=== EXERCISE BRIEF ===
Return the lines of the data below exactly as they appear, starting with the line that contains "of the grunge" and continuing through the end of the data, with both of those included.

[Rows from a pointing dataset]
* * *

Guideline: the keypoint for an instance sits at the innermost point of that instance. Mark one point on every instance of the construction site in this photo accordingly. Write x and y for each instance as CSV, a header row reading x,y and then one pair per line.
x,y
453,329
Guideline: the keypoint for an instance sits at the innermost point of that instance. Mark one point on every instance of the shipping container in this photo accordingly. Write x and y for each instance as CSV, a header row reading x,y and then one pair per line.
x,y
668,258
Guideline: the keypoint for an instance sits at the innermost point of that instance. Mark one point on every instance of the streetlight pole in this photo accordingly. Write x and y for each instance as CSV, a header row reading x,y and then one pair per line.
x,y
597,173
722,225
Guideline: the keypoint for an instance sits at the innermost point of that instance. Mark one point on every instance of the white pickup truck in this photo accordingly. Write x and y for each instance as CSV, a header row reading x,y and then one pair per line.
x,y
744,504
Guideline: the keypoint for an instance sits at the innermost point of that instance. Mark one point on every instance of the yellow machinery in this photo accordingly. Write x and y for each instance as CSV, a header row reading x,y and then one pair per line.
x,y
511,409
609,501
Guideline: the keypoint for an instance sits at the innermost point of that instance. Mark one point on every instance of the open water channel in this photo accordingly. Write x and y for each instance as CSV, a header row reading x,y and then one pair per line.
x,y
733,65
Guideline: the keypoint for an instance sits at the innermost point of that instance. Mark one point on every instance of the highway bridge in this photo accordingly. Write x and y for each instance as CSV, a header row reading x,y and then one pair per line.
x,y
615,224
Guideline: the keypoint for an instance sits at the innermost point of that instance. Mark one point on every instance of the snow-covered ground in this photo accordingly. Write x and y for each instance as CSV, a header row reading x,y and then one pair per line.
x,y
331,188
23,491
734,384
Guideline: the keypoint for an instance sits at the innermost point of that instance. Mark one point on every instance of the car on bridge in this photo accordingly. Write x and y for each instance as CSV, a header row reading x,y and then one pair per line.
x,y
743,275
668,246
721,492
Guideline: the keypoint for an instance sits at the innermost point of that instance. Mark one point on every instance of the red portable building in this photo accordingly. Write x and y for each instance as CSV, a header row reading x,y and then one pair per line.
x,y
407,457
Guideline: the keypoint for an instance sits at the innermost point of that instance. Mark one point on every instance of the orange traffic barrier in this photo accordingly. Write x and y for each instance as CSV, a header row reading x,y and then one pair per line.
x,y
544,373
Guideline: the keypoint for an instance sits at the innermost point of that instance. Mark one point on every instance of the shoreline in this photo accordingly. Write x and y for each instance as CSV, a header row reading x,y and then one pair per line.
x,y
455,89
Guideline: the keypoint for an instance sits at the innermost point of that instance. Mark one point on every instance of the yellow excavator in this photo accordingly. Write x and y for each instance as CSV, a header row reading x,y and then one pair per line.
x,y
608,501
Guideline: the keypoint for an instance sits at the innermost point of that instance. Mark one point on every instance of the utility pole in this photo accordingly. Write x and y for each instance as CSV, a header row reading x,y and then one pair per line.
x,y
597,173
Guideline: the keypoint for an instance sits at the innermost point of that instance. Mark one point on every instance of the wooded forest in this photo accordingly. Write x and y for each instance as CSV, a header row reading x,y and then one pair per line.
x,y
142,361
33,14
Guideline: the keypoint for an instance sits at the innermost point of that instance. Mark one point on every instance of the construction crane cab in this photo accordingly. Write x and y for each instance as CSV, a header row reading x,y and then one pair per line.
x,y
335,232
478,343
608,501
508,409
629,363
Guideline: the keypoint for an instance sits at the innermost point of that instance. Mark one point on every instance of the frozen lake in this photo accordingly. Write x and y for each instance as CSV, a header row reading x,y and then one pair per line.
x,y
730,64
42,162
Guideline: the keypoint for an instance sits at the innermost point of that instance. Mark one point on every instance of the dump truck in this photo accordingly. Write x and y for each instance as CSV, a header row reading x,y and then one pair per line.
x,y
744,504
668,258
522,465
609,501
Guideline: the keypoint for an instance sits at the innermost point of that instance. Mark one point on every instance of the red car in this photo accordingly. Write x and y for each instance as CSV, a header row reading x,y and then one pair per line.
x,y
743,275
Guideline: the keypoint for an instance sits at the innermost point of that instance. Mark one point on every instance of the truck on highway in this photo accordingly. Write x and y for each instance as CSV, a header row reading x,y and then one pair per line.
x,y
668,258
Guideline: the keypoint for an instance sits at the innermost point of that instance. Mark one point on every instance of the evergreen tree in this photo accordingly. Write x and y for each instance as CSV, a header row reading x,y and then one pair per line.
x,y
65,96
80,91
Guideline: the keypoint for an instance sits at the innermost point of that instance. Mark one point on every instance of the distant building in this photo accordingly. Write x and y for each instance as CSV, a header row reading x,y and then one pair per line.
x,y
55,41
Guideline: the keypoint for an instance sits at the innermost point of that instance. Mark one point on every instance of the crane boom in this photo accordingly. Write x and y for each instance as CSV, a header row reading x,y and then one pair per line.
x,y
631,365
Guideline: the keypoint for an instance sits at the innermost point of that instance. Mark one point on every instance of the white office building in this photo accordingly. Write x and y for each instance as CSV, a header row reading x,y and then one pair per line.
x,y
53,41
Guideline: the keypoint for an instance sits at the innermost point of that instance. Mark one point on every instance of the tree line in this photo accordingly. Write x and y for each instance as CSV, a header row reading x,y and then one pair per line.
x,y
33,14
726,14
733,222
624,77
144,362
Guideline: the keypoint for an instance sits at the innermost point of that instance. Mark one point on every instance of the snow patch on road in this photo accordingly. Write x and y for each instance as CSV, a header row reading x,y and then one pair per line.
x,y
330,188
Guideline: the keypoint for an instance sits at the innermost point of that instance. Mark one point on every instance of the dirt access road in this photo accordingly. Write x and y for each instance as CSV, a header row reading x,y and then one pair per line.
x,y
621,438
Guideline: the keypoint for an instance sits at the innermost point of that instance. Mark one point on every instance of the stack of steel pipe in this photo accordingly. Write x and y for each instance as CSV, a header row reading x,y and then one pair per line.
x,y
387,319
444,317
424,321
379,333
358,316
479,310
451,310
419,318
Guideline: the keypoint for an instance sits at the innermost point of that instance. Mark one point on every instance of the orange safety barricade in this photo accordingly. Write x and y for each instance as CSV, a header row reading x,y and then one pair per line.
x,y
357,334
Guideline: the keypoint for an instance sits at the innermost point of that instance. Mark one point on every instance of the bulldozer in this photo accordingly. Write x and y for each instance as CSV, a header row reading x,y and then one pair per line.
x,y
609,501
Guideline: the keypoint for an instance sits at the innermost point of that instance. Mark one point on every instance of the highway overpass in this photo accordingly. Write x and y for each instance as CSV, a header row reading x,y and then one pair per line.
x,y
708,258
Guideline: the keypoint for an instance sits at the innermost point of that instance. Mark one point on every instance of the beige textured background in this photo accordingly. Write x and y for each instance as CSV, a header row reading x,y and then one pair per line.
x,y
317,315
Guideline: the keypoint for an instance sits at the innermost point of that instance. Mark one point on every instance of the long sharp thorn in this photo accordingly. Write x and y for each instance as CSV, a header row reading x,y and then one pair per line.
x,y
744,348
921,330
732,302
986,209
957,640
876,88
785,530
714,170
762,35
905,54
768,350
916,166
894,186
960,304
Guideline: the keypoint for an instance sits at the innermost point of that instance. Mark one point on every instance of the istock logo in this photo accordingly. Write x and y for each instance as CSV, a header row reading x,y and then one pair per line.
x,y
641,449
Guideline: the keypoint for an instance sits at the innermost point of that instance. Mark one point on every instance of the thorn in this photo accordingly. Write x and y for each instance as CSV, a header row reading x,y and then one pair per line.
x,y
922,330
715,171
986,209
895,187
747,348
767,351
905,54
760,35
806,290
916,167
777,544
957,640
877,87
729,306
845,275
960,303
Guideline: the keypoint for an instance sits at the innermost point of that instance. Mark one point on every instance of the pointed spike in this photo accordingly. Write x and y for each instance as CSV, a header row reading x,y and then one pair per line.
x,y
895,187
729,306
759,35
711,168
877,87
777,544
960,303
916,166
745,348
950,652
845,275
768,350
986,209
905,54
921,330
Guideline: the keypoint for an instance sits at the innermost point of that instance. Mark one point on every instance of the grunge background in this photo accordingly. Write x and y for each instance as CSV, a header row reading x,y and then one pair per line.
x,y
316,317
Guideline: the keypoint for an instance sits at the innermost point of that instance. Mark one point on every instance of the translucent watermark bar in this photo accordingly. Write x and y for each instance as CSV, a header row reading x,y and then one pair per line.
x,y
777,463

* * *

=== TASK OUTPUT ===
Guideline: the keypoint for an instance sits at the innermost point of that instance. Mark one point on every instance of the grunge background in this photo accordingly. Write x and y for each instance as CSV, a header row reading x,y and then one pair per line.
x,y
316,317
Guideline: the keypoint for an instance sits at the innermost point of that instance. Mark one point on every instance of the translucent watermark bar in this photo accordingly. Write x and y for each instance as CSV, a header row reading x,y and then one pair per line.
x,y
777,463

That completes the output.